__Work to complete__
Print each of the entries exactly, leaving nothing out.

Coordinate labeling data
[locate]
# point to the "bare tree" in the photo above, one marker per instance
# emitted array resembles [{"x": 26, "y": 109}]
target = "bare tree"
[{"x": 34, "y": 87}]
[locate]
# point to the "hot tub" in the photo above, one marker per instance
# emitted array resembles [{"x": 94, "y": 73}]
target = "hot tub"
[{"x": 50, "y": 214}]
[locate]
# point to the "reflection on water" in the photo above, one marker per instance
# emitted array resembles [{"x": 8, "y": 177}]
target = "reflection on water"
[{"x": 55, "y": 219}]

__Reply to the exercise__
[locate]
# point to the "bare tree" in the photo above, one marker per instance
# emitted array resembles [{"x": 26, "y": 109}]
target = "bare tree"
[{"x": 34, "y": 87}]
[locate]
# point to the "hot tub" in the photo above, one marker per instance
# emitted array resembles [{"x": 94, "y": 73}]
target = "hot tub"
[{"x": 50, "y": 214}]
[locate]
# point to the "reflection on water" in the photo above, one marker per instance
# emitted array resembles [{"x": 8, "y": 177}]
target = "reflection on water"
[{"x": 55, "y": 219}]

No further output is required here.